--- START OF READING PASSAGE ---

As a pianist, I always make sure to acknowledge this process - that what I am listening to is not the fascinating Gaspard de la nuit as played by Michelangeli, but rather Michelangeli's fascinating personal interpretation of the fascinating work that is Gaspard de la nuit by the fascinating composer Ravel, all of which my ears transform into a fascinating experience for my senses and soul, which just feel uber-special to be the ones at the receiving end of this wonderful process.

So in short - yes, I do pay attention.


----------



## Sid James

It's also about areas of specialty. Some musicians are "better" or more focussed on certain genres than other. Eg. some violinists or pianists like chamber or solo, other orchestral. Others both, everything. Some have wider range than others, so on. Sometimes they go out on a limb and do some amazing things, attesting to their overall skills, expertise. Musicians don't have to be put in a box or area of specialty. They can branch out. & they can have "comebacks" like say Vladimir Horowitz did at the end of his life. You never know what to expect from these guys, they're amazing people...


----------



## Taneyev

There are some music fans that take to extremes the comparative interpretations by different solists. A friend of mine, fanatic of violin pieces, have dozens and even hundred of versions of the most famous works. I believe that he has a hundred of LvB v.c.
We differ on that. I look for works and composers, and with 2 or 3 recordings of any work I love, it's enough for me. But on certain players, I'm very much like him. Have nearly a hundred Oistrakhs, more that 70 Heifetzs....


----------



## dengxiuwu

Well,sometimes I'll come to see who they are.


----------



## Moira

I'm another that doesn't much care whether a piece of music is played by x or y. However, sometimes an excellent performance does change the perception of the work.

--- END OF READING PASSAGE ---
--- START OF SUPPLIED ENTRIES ---

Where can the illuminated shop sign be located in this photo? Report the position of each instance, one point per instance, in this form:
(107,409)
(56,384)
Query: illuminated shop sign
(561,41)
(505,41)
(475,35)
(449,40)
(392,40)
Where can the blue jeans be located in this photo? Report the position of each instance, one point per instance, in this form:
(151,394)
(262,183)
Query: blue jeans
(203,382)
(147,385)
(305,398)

--- END OF SUPPLIED ENTRIES ---

## GOAL
Reproduce the forum thread on musical performers verbatim, from "There are some" up to and including "that 70 Heifetzs....". The records stand apart from the forum thread and are not connected to it.

## RESULT FOR THIS TASK
There are some music fans that take to extremes the comparative interpretations by different solists. A friend of mine, fanatic of violin pieces, have dozens and even hundred of versions of the most famous works. I believe that he has a hundred of LvB v.c.
We differ on that. I look for works and composers, and with 2 or 3 recordings of any work I love, it's enough for me. But on certain players, I'm very much like him. Have nearly a hundred Oistrakhs, more that 70 Heifetzs....